▶ _Exercise aim_
Can you put the lines of the data between the one holding "Each instance of the woman" and the one holding "[[140, 126], [116, 155], [232, 150], [21, 94], [26, 132]]", inclusive, into a numbered list with any blank lines left out?

··· Data for this exercise ···

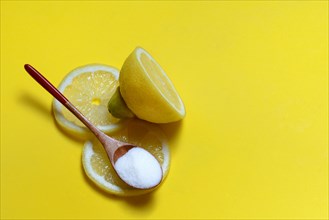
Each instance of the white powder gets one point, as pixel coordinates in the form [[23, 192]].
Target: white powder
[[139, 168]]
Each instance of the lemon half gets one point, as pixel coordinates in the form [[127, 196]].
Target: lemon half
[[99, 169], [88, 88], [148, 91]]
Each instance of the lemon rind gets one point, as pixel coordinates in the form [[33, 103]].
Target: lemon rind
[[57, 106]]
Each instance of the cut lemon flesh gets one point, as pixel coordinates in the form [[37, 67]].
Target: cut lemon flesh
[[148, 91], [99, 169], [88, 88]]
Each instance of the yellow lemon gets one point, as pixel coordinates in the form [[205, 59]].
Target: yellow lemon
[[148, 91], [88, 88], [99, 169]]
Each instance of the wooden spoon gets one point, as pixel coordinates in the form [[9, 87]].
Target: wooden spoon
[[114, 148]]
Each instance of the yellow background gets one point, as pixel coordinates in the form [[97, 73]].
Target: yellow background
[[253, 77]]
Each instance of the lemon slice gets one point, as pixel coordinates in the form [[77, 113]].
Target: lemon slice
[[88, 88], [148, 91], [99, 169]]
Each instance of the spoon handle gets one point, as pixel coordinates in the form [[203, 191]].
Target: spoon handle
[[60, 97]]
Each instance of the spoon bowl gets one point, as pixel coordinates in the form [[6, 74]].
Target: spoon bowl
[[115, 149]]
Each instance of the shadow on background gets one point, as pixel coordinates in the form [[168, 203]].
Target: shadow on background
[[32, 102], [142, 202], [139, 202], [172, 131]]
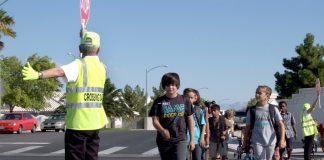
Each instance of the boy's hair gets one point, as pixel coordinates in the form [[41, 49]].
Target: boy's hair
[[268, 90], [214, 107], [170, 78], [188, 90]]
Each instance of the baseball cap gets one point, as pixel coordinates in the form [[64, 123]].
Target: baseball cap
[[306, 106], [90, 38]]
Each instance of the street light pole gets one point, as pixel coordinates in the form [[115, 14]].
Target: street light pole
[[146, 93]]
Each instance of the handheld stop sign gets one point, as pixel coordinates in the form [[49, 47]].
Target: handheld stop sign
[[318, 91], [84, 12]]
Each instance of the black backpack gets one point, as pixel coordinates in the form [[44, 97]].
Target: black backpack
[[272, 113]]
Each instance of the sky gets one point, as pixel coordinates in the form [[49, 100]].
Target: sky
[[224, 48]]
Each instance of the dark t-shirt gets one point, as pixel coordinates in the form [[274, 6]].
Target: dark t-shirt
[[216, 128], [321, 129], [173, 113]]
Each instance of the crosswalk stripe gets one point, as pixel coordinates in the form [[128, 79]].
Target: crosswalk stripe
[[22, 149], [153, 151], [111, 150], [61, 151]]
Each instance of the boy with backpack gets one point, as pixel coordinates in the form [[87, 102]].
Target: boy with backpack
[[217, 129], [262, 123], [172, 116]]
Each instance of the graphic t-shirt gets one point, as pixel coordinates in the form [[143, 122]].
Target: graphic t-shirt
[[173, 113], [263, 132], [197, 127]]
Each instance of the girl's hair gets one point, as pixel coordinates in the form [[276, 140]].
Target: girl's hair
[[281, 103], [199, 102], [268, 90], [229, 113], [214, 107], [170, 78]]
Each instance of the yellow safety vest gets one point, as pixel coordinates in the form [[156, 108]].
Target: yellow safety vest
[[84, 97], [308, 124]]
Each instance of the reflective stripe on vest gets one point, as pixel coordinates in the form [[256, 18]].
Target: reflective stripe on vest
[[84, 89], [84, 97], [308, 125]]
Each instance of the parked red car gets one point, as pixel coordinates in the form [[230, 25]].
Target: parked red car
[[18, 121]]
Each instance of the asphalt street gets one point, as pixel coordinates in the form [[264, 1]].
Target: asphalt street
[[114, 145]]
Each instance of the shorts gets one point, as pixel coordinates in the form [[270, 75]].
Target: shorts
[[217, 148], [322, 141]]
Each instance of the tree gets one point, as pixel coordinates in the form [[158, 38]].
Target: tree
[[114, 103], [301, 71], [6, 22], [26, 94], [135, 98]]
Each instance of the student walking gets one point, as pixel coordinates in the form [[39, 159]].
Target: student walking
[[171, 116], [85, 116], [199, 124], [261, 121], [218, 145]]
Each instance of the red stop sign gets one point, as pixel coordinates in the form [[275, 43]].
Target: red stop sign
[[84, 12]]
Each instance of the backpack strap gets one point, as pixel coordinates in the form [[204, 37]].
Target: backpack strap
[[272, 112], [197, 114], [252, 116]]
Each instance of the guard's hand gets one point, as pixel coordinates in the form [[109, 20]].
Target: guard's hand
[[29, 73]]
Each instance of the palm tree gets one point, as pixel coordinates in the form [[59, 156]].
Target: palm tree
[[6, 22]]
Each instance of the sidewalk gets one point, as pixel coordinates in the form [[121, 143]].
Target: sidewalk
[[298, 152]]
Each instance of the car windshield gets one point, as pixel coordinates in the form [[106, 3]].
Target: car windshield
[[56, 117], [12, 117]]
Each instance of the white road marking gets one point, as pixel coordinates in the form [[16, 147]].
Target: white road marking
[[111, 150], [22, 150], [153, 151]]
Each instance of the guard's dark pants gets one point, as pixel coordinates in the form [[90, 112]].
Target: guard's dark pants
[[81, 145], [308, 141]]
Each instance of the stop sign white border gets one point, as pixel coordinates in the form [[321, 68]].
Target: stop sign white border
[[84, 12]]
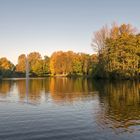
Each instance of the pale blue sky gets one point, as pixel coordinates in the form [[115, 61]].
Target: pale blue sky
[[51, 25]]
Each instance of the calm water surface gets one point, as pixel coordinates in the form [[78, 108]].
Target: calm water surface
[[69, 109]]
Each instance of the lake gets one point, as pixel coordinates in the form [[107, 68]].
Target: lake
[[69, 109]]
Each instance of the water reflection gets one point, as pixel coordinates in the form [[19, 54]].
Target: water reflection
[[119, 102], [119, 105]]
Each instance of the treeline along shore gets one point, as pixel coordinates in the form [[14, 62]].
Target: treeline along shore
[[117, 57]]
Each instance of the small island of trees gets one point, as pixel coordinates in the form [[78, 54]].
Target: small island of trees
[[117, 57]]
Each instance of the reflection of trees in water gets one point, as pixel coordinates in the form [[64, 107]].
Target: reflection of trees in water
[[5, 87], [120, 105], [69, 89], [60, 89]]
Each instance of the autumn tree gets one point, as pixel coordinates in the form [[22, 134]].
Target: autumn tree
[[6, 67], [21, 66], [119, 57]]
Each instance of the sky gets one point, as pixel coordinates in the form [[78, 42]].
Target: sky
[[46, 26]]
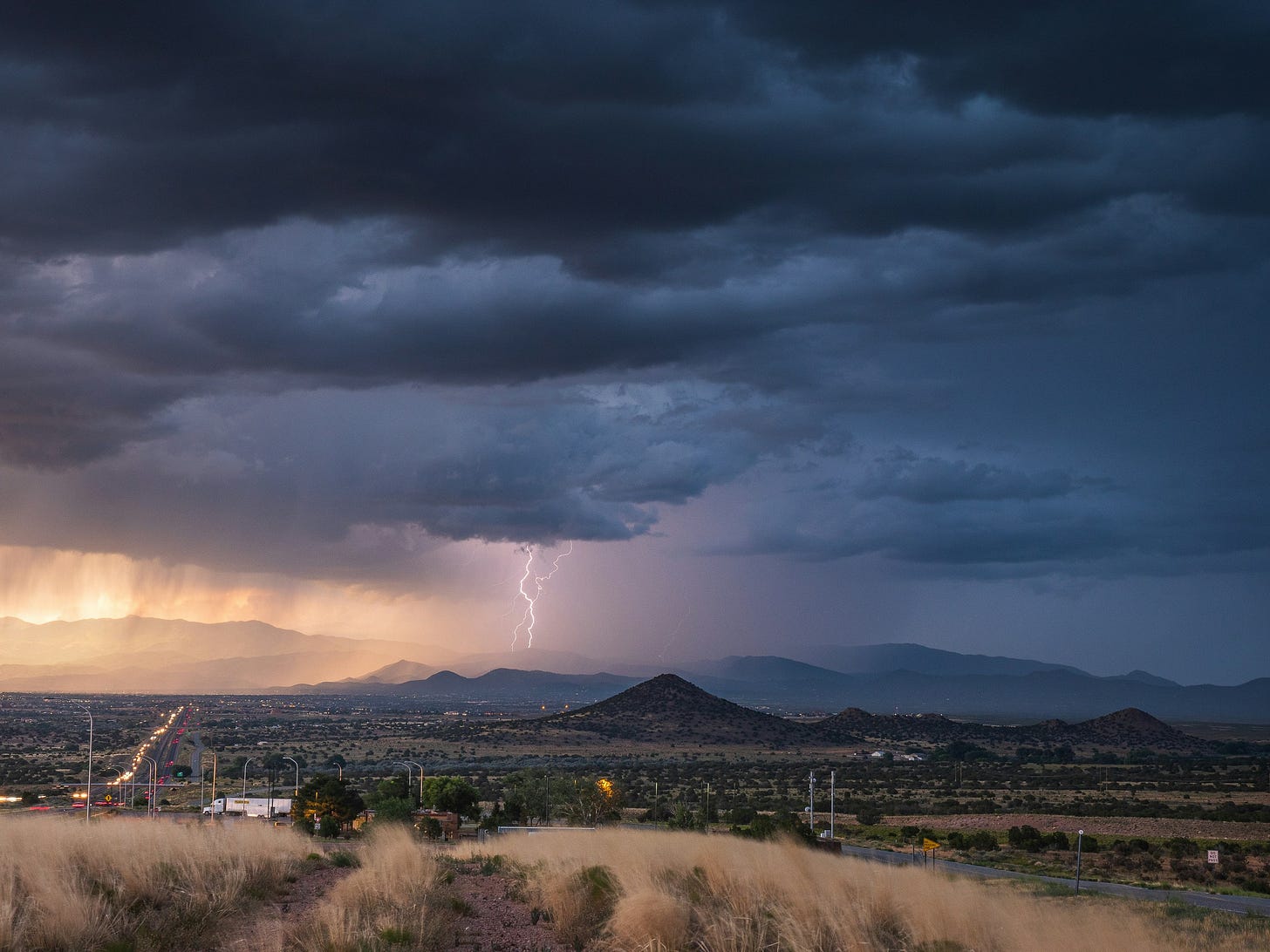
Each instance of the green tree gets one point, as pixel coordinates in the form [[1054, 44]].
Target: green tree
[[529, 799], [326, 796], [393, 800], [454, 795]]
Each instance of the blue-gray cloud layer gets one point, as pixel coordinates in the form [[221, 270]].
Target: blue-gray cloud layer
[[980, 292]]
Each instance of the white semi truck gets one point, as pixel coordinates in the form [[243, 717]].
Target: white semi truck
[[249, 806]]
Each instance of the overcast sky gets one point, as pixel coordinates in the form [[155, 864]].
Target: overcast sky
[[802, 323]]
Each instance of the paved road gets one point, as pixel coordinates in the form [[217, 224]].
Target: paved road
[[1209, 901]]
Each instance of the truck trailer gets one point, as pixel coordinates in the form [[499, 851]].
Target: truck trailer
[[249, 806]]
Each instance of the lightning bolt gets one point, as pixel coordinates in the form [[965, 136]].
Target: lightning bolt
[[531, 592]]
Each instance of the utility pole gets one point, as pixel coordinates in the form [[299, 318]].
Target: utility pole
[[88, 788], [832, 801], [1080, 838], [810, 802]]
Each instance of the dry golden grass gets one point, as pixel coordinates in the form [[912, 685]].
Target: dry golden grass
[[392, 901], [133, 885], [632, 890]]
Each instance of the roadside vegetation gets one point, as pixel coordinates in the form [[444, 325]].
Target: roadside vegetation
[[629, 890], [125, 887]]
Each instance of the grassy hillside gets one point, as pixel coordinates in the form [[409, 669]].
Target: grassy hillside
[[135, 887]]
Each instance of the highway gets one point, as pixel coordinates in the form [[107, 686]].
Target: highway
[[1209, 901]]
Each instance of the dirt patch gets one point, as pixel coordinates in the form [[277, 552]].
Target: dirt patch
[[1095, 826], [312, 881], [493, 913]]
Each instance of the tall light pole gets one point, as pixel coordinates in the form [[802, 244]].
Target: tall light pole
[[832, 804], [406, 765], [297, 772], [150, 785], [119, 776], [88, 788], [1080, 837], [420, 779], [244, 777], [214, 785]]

···
··· Data for this exercise ···

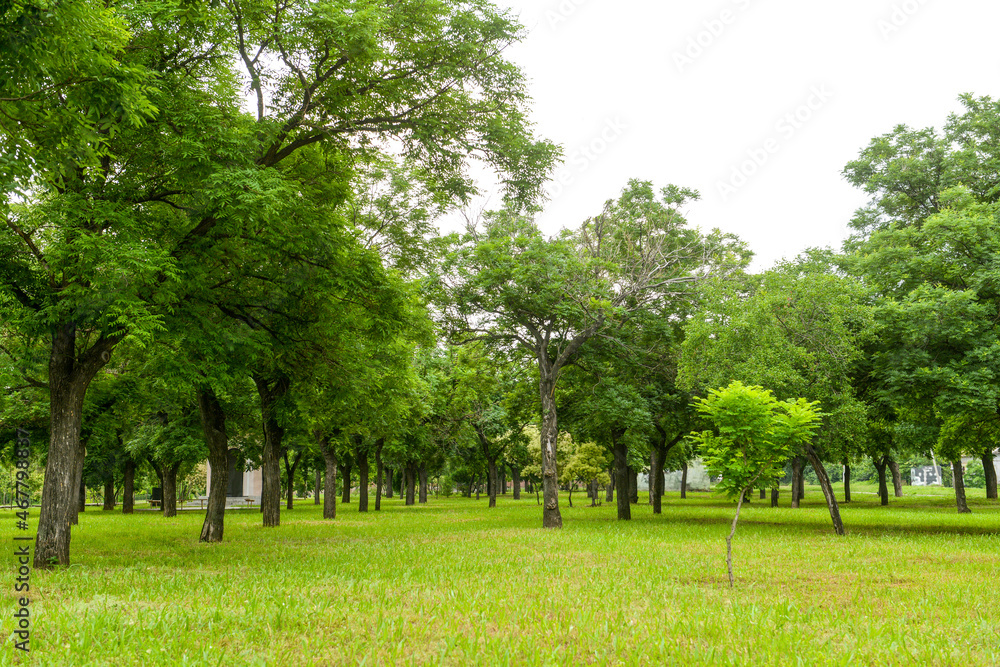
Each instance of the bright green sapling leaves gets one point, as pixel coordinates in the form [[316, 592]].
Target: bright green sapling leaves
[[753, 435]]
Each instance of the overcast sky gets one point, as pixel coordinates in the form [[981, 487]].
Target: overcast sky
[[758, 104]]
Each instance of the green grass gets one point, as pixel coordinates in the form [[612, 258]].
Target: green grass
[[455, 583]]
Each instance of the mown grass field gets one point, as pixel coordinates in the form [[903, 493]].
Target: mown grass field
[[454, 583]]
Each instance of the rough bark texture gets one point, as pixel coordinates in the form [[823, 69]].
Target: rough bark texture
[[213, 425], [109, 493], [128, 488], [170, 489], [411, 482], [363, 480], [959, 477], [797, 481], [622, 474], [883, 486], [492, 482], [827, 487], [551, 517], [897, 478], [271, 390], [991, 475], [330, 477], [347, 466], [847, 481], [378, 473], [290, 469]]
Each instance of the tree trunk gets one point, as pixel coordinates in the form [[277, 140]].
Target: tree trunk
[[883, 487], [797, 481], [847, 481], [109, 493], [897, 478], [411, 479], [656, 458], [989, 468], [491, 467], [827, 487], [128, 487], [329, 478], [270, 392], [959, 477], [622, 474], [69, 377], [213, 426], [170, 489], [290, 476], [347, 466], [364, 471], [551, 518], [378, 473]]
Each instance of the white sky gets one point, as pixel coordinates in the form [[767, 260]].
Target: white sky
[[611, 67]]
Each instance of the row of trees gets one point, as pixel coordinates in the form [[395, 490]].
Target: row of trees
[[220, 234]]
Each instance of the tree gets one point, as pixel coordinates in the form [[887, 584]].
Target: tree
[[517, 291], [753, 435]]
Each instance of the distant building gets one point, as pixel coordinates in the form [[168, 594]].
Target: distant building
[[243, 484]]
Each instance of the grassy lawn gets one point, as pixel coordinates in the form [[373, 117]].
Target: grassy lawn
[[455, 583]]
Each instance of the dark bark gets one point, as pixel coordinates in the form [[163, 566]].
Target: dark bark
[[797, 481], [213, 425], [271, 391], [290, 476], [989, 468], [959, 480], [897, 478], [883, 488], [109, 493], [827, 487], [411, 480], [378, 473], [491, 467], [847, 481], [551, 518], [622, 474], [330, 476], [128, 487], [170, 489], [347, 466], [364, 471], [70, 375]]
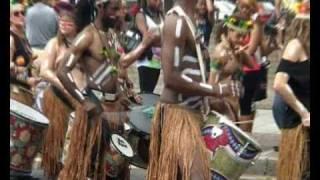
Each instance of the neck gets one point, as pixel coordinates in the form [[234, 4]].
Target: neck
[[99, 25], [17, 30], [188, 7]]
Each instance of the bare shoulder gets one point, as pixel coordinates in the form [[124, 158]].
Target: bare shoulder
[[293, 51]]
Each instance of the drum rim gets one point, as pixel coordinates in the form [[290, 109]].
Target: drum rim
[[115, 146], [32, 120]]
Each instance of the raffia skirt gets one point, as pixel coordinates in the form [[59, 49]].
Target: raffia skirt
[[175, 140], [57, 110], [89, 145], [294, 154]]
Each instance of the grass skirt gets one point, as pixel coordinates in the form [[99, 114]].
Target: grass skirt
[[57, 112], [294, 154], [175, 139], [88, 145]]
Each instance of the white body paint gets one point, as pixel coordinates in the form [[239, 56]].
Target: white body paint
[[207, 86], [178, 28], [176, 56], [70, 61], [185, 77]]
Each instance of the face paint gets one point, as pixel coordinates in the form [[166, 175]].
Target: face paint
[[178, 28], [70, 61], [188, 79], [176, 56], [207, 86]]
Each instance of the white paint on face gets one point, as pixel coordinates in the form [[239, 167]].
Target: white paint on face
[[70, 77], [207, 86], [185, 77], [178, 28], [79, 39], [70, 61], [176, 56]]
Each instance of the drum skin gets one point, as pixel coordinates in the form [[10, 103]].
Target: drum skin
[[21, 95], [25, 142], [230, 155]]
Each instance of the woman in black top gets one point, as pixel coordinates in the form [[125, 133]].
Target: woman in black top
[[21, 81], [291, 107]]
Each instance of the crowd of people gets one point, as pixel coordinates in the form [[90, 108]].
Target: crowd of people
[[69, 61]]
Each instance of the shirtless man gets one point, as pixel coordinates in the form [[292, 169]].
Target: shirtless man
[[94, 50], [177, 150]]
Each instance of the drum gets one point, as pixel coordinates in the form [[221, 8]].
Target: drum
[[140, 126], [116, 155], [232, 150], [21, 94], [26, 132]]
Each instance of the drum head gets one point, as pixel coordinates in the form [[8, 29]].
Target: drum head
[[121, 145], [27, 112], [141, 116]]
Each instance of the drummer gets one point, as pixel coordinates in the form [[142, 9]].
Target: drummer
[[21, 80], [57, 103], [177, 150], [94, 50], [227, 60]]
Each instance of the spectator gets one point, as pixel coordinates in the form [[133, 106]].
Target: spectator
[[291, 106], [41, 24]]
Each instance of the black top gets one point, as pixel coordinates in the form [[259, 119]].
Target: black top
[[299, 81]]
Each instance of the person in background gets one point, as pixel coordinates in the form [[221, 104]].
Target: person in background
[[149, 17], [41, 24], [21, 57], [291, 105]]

···
··· Data for this exercise ···

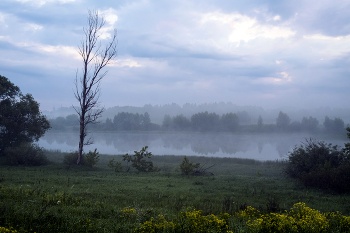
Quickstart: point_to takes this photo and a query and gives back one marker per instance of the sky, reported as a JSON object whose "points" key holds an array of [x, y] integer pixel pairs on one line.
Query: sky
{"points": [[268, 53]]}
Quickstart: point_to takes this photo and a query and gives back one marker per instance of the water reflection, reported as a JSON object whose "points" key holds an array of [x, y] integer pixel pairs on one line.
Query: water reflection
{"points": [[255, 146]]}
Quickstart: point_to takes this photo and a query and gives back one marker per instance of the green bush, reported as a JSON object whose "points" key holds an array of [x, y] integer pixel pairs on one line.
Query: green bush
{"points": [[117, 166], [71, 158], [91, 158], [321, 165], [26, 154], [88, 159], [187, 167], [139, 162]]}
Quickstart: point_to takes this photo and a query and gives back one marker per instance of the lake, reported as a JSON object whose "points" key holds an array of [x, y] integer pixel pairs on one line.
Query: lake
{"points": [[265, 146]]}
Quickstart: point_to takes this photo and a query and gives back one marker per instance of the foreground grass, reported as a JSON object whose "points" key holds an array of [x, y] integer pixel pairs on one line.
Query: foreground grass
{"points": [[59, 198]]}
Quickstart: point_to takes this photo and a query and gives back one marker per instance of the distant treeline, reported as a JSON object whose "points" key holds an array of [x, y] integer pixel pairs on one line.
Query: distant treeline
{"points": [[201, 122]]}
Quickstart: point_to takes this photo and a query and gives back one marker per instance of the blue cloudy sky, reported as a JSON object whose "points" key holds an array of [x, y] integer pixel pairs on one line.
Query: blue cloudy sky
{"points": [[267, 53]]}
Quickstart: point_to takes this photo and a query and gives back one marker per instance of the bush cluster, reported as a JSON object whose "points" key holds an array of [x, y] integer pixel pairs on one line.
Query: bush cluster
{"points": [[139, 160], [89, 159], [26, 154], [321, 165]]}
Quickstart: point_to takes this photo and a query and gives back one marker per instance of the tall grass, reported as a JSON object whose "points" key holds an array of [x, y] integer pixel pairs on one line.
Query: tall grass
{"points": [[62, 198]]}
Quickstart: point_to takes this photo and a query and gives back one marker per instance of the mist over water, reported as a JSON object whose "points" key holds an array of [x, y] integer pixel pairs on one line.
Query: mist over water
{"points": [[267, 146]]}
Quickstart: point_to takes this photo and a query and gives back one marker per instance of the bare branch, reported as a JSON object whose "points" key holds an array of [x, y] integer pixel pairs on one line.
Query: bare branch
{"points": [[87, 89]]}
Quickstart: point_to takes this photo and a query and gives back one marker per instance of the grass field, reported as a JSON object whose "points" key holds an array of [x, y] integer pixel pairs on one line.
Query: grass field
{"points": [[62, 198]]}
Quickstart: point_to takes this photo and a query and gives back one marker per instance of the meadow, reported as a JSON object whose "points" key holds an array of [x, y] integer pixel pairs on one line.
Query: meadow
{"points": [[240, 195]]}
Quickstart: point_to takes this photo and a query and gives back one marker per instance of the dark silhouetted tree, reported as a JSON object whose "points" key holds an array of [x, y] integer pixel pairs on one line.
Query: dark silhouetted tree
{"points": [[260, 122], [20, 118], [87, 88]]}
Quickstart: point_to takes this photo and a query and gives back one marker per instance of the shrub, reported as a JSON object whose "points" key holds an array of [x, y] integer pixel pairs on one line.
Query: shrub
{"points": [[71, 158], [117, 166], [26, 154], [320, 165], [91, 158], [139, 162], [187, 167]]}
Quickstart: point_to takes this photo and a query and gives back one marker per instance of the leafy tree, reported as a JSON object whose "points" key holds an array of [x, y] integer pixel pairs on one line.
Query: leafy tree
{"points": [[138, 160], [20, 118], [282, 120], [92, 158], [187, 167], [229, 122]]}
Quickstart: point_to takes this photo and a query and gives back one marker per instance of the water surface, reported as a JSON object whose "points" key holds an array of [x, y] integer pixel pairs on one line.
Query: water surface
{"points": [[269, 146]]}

···

▶ _Result for this exercise_
1. Each instance of the woman in black top gets one point, as pixel coordinates in the form [[125, 133]].
2. Target: woman in black top
3. [[21, 81], [291, 107]]
4. Each instance of the crowd of people gets one point, as pixel coordinates in the form [[90, 108]].
5. Target: crowd of people
6. [[69, 61]]
7. Each instance of the shirtless man gets one point, as pixel coordinates in the form [[292, 169]].
8. Target: shirtless man
9. [[94, 50], [177, 150]]
10. Each instance of the drum gets one point, as pixel coordinates in the form [[221, 8]].
11. Target: drum
12. [[140, 126], [116, 155], [232, 150], [21, 94], [26, 132]]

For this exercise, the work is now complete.